__Work request__
Extend the news report on the Israeli police probe into officers' conduct at Shireen Abu Akleh's funeral, picking up right after its last sentence.

__Document extract__
####################

Israeli police to investigate officers’ conduct at journalist’s funeral
Video footage showed officers attacking mourners with batons, nearly causing pallbearers to drop coffin
This article originally appeared on Haaretz.com.
Israel’s police commissioner ordered a probe on Saturday into police actions during clashes that erupted at the funeral of Al Jazeera journalist Shireen Abu Akleh a day earlier.
Police Commissioner Kobi Shabtai, in coordination with Public Security Minister Omer Bar-Lev, demanded that the results of the investigation be presented to him in the coming days.
The probe will focus on the preparations made by police ahead of the funeral, and will examine what triggered the violence towards the officers and the level of force used by police. Police sources said that they supported the officers’ conduct at the funeral, but that they will work to learn from the incident.
Bar-Lev said on Saturday that the police “acted yesterday in order to allow the funeral procession of the journalist Shireen Abu Akleh to take place properly, in coordination with her family and out of a clear understanding of the sensitivity and complexity of the event.”
He added that, “unfortunately, during the funeral, serious violence broke out on the part of the participants that caused the situation to deteriorate.” The investigative team that Shabtai has assembled, Bar-Lev said, “will carry out a thorough investigation over the next 24 hours of what occurred during the funeral.”
On Friday, Abu Akleh’s funeral procession was marred by clashes between police and mourners after hundreds of people gathered outside the hospital where the procession began. Many of them flying Palestinian flags and chanting what police dubbed “nationalistic incitement calls.”

####################

__Provided records__

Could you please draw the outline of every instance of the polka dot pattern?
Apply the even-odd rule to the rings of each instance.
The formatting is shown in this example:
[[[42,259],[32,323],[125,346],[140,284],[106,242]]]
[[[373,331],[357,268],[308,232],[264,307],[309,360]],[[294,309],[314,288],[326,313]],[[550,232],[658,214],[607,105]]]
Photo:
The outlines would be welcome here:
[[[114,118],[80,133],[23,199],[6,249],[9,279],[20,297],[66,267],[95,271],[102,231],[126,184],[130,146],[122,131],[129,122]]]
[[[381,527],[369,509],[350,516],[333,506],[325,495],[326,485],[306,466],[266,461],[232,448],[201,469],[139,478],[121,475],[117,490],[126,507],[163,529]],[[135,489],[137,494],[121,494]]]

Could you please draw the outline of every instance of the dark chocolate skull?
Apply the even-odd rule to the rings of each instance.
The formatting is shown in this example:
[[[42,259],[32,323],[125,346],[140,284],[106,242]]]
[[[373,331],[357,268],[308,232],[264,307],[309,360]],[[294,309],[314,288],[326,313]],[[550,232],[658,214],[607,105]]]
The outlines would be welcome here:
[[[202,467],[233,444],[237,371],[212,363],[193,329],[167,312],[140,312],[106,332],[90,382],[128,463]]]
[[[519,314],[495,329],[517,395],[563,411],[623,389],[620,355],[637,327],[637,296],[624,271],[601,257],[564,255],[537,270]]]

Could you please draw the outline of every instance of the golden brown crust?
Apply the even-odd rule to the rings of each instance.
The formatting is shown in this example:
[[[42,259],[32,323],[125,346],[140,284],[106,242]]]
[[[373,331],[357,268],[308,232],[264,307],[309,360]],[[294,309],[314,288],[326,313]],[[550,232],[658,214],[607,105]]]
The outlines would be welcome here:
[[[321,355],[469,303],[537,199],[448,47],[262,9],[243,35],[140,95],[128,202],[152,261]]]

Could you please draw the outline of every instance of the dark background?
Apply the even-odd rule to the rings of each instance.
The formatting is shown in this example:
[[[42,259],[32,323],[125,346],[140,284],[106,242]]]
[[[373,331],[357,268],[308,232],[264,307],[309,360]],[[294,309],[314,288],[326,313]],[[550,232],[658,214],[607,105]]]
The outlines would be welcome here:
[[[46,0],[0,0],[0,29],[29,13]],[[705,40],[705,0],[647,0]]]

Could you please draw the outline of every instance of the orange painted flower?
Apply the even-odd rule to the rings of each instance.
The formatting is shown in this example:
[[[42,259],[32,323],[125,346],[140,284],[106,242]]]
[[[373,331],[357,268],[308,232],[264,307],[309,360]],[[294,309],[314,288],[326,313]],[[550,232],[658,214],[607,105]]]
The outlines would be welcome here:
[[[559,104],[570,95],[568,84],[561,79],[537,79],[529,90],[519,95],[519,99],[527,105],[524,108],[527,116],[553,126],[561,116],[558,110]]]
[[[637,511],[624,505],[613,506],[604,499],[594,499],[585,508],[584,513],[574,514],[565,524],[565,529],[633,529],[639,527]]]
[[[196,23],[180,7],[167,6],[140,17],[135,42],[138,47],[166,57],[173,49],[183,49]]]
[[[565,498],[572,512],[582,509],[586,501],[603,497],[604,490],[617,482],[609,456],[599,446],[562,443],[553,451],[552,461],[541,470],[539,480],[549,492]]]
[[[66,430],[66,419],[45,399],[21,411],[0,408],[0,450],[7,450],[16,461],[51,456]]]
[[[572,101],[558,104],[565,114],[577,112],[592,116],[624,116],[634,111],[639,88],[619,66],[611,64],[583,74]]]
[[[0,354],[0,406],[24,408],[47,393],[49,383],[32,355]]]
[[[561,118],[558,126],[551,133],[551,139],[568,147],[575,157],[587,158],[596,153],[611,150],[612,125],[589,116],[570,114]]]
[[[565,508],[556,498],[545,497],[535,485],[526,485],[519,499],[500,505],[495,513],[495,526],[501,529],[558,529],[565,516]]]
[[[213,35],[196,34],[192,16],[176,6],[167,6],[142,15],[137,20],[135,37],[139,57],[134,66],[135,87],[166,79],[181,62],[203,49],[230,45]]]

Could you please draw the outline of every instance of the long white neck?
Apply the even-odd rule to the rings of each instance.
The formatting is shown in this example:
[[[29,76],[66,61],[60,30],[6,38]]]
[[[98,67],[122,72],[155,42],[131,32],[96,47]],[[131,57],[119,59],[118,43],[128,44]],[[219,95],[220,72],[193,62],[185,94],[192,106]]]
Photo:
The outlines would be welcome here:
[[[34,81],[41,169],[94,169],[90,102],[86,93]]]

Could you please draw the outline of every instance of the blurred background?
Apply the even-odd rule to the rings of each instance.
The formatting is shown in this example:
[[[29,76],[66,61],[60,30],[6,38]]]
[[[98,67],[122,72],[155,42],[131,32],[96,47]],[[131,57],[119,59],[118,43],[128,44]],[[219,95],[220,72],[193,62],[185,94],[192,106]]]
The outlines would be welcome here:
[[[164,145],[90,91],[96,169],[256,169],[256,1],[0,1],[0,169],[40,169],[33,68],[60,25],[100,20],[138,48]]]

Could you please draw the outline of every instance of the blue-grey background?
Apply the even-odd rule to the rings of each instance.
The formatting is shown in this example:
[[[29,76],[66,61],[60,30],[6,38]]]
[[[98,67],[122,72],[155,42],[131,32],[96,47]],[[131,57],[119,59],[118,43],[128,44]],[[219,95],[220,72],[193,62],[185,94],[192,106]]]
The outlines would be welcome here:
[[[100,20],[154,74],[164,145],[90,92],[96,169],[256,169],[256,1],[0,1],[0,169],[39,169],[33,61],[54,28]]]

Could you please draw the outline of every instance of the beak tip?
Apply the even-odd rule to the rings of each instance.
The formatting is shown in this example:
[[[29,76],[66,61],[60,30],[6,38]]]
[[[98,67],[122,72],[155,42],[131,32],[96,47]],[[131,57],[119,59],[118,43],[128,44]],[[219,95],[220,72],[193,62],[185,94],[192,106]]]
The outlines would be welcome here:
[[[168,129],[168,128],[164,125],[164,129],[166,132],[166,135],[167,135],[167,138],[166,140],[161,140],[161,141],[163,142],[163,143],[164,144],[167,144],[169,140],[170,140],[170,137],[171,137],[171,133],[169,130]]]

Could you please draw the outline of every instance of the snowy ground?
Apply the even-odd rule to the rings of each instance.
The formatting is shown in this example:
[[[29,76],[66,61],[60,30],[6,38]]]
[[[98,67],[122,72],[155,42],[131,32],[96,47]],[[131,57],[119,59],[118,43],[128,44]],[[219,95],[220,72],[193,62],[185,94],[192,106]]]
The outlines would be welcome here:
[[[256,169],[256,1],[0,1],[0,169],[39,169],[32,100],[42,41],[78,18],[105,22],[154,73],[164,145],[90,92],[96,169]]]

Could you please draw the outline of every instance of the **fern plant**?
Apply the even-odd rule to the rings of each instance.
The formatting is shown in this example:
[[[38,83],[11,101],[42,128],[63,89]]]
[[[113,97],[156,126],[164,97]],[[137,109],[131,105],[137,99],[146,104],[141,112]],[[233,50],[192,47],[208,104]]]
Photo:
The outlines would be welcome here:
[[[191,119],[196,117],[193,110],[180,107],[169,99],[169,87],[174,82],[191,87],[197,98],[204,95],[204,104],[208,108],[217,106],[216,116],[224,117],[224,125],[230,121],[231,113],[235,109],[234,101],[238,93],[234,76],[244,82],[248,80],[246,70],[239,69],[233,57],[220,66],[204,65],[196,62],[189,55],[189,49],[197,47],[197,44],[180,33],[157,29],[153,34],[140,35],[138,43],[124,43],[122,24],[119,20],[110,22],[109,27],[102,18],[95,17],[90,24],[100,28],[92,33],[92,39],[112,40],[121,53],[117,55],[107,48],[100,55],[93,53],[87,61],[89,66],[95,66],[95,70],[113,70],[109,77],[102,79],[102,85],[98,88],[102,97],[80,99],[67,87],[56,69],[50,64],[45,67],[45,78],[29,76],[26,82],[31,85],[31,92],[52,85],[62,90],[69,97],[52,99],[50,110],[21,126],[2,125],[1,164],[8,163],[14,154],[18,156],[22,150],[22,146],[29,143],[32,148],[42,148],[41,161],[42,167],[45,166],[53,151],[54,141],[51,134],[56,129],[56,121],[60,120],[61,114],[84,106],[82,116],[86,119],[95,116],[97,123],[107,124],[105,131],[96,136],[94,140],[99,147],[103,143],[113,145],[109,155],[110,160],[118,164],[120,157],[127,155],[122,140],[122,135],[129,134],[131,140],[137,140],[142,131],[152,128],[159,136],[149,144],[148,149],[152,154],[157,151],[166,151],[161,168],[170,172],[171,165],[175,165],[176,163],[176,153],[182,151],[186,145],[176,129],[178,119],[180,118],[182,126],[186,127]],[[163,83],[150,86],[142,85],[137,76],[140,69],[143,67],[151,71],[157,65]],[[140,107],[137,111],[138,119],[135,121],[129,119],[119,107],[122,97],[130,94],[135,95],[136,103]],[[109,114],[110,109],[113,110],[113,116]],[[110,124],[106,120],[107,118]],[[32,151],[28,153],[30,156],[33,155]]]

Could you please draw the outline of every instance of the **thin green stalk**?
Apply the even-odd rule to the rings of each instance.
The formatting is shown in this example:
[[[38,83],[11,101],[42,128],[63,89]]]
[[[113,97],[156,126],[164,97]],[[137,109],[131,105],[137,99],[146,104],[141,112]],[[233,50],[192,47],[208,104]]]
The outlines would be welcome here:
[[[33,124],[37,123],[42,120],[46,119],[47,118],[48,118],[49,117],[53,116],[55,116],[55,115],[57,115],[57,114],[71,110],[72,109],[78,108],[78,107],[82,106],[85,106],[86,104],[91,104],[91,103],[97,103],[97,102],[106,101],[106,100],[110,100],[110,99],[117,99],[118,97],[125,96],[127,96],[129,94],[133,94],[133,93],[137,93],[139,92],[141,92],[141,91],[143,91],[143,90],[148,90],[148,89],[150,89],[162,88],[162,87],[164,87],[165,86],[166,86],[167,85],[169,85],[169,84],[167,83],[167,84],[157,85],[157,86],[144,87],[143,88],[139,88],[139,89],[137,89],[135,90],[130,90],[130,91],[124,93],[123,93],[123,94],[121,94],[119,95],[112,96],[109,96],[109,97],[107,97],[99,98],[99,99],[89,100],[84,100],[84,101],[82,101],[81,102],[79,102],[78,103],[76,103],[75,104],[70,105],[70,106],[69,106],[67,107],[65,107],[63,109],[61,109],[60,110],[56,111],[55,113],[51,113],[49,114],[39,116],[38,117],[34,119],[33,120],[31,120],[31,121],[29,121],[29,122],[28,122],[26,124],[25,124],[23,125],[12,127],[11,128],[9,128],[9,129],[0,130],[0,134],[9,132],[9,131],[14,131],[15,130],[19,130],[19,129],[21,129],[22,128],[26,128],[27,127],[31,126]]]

####################

__Response to the task__
Television footage from the procession shows Israeli officers striking mourners who were carrying Abu Akleh’s casket with batons. At least 10 people required medical assistance, and the police said six rioters were arrested for attacking officers during the procession.
Following the funeral, the Biden administration issued a particularly harsh rebuke of Israel. U.S. Secretary of State Antony Blinken said the U.S. was “deeply troubled by the images of Israeli police intruding into the funeral procession of Palestinian American Shireen Abu Akleh,” adding “every family deserves to lay their loved ones to rest in a dignified and unimpeded manner.”
Blinken’s rebuke came shortly after U.S. President Joe Biden said “I don’t know all the detail, but I know it has to be investigated” when asked about Israeli forces’ action at the funeral.
Israel’s Regional Cooperation Minister Esawi Freige of Meretz condemned the police’s conduct saying it “marred the memory and funeral of Shireen Abu Akleh today,” and that attempts to confiscate the Palestinian flags at the event led to an unnecessary “flare-up.”